## Material for this exercise:
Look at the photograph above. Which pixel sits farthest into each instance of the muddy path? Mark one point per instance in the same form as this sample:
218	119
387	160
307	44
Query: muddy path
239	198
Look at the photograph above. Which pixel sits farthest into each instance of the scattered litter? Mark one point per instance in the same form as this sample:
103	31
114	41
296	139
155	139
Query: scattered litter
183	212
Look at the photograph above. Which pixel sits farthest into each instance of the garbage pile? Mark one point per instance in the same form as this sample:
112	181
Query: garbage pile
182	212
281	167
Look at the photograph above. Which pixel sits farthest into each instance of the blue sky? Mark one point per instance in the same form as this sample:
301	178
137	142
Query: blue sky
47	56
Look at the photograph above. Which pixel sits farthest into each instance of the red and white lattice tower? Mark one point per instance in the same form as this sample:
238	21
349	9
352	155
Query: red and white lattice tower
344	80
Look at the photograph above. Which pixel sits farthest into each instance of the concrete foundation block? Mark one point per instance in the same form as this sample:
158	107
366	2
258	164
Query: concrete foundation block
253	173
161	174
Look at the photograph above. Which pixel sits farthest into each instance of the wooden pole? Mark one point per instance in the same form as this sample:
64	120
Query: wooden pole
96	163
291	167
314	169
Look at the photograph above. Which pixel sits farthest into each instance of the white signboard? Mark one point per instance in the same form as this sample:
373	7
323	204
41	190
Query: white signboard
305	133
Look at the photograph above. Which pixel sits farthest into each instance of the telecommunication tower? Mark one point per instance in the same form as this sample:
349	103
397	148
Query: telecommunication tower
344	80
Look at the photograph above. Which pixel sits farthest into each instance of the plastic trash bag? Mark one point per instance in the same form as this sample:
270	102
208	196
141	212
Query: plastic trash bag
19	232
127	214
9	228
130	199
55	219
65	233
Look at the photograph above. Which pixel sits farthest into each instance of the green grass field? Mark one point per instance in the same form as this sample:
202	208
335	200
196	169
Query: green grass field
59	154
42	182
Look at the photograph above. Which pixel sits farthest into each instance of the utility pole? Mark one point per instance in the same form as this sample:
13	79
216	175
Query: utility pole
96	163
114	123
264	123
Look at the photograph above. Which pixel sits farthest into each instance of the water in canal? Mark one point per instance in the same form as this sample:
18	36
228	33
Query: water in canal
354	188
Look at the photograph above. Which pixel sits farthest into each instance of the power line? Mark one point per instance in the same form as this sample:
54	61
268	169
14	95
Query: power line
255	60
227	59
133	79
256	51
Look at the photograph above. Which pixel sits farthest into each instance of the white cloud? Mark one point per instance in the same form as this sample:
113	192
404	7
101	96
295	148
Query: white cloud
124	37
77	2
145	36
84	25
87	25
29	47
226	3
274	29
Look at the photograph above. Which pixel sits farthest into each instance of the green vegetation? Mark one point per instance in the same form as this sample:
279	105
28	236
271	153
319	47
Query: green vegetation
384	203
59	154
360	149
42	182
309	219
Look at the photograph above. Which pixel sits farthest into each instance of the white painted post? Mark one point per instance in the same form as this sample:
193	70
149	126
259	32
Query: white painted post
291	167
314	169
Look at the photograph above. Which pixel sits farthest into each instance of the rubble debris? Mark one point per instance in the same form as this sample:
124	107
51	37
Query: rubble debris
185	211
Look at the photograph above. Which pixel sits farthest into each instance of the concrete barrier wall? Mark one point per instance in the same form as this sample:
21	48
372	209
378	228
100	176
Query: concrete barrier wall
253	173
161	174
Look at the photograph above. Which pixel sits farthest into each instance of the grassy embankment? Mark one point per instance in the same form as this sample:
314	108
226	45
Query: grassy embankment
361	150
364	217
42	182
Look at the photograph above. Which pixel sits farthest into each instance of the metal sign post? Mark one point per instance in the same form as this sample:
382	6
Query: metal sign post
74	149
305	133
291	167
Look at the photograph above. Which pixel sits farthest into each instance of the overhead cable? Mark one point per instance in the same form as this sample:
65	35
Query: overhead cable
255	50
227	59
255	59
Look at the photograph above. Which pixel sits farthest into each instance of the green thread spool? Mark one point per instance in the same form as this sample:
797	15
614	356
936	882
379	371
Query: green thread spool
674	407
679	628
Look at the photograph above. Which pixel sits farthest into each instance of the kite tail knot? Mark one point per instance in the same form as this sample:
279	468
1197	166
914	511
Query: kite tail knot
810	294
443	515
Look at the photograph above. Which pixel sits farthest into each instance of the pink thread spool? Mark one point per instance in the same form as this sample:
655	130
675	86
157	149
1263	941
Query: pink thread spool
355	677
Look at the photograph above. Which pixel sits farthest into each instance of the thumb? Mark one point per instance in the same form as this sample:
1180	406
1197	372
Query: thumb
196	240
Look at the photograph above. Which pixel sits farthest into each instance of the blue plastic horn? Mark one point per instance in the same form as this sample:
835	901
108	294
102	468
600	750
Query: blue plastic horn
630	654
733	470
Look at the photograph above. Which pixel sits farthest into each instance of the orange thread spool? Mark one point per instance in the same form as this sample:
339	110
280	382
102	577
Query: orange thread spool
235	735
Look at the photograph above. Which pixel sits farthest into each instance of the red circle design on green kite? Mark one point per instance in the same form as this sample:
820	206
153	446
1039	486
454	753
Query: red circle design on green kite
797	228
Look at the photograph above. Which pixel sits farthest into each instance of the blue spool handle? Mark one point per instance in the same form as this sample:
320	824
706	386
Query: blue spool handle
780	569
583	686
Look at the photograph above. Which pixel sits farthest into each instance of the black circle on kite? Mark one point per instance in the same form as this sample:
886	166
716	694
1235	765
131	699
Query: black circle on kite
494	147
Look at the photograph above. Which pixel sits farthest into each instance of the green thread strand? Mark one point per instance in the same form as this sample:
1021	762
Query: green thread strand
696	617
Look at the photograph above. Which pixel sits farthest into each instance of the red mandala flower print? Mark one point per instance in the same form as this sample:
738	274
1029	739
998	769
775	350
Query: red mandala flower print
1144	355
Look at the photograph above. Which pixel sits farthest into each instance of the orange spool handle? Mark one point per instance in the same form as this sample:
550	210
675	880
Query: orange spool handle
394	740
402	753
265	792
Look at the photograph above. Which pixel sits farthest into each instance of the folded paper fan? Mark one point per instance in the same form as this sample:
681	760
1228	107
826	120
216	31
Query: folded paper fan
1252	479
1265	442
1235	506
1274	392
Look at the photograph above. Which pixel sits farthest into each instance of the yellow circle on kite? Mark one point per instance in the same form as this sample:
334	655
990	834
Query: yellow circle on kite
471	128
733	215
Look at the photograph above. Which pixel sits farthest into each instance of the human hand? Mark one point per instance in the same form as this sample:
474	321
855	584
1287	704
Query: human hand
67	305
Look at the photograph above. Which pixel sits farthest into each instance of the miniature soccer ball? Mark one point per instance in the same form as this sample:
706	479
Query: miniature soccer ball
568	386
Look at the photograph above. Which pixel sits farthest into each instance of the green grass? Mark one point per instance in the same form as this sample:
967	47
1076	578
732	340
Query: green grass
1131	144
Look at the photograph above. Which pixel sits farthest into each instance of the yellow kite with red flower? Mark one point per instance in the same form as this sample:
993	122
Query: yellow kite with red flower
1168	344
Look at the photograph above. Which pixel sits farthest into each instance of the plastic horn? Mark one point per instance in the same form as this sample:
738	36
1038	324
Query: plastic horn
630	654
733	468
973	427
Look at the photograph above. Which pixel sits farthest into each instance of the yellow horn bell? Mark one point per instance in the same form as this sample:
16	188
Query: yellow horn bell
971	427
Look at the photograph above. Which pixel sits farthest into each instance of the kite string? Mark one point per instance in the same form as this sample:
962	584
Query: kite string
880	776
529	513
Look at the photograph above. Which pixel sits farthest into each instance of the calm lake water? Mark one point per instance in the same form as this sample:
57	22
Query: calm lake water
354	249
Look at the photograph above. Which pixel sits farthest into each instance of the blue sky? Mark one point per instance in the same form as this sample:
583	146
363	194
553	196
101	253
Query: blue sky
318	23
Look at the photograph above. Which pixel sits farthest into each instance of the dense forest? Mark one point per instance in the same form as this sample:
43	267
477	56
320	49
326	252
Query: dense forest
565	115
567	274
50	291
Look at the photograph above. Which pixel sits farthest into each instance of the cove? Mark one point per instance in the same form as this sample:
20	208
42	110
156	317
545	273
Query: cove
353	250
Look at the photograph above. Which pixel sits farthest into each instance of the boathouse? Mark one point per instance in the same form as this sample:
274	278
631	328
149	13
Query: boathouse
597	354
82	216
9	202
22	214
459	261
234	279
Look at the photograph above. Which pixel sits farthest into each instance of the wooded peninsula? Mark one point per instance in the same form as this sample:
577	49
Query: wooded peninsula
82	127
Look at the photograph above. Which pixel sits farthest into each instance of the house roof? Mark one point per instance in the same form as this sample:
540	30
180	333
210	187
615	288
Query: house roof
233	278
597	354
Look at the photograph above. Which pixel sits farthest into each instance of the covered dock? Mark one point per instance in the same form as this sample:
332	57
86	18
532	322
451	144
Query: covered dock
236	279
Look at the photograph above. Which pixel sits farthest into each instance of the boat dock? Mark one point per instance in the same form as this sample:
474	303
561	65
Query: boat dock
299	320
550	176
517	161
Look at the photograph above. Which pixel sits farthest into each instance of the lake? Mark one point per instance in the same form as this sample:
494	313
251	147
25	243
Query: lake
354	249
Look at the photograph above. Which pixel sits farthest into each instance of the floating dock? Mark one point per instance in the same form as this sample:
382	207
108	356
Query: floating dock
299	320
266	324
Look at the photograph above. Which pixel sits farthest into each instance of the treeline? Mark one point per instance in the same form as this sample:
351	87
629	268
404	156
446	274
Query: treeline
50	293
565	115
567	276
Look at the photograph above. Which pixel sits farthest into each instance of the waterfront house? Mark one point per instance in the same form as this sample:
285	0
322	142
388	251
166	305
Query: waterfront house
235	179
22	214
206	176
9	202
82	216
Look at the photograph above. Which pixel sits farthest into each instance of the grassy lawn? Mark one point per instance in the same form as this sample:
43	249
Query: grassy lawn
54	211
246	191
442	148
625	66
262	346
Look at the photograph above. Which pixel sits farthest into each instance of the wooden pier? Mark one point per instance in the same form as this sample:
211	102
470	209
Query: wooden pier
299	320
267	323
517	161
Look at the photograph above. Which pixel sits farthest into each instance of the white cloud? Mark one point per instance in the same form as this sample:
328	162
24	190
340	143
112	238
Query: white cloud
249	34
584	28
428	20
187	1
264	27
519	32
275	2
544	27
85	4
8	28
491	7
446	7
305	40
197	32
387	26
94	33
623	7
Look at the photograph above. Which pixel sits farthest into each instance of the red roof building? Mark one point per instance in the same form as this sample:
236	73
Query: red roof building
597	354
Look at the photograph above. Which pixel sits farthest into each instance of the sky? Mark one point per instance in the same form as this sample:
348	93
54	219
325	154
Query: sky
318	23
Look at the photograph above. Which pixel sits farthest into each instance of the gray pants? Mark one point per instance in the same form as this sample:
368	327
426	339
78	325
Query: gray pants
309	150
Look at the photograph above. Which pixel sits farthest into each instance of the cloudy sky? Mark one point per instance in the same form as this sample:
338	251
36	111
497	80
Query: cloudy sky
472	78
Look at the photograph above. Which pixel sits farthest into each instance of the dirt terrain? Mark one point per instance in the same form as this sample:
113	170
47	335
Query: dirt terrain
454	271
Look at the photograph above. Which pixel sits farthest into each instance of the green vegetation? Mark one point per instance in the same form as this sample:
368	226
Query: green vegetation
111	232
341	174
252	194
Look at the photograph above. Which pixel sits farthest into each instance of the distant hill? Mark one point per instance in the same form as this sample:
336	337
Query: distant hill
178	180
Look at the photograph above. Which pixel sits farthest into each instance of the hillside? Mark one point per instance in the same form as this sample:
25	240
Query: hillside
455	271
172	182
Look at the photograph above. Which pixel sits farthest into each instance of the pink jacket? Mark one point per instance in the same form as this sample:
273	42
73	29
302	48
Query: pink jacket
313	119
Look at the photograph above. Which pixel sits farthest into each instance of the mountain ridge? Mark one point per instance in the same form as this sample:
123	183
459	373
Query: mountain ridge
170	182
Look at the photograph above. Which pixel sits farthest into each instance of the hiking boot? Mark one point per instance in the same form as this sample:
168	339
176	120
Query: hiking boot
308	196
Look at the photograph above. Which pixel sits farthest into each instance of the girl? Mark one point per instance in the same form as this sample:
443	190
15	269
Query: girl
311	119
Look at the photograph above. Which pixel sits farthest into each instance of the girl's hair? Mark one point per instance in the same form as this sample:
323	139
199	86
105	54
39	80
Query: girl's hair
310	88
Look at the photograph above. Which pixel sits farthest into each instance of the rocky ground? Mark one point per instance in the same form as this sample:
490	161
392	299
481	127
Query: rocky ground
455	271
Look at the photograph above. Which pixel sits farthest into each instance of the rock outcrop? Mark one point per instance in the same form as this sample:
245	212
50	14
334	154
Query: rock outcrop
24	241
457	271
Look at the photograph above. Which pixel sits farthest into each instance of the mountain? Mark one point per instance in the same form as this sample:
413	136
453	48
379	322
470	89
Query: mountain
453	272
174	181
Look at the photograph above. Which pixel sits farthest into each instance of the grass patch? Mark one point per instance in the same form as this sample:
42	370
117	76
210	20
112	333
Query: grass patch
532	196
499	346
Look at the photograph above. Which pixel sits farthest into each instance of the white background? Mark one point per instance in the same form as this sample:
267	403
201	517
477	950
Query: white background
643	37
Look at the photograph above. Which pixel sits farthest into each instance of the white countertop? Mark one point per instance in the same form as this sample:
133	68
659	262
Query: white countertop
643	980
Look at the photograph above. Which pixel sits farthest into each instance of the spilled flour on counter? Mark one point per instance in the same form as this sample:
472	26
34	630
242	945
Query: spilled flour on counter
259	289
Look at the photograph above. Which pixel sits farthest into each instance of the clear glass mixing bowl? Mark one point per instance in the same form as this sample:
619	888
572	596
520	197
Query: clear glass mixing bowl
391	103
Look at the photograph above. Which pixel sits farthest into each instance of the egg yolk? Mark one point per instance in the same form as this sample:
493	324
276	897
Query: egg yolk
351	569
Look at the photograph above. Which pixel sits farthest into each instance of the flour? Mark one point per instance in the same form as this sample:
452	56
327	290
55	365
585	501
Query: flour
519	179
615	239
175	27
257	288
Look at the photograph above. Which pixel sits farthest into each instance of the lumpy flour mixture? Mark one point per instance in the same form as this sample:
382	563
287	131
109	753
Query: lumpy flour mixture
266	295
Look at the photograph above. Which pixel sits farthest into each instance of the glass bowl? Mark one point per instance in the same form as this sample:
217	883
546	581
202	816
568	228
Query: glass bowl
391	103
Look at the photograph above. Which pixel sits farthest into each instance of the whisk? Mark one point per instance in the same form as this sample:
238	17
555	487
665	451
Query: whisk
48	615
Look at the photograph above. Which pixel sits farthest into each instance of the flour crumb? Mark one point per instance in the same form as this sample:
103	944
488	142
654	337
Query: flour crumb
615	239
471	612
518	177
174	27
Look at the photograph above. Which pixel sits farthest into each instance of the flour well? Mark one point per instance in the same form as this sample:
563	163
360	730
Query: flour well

## What you are asked to do:
Across the material, count every line that holds "well" and state only how many there are.

## Task answer:
2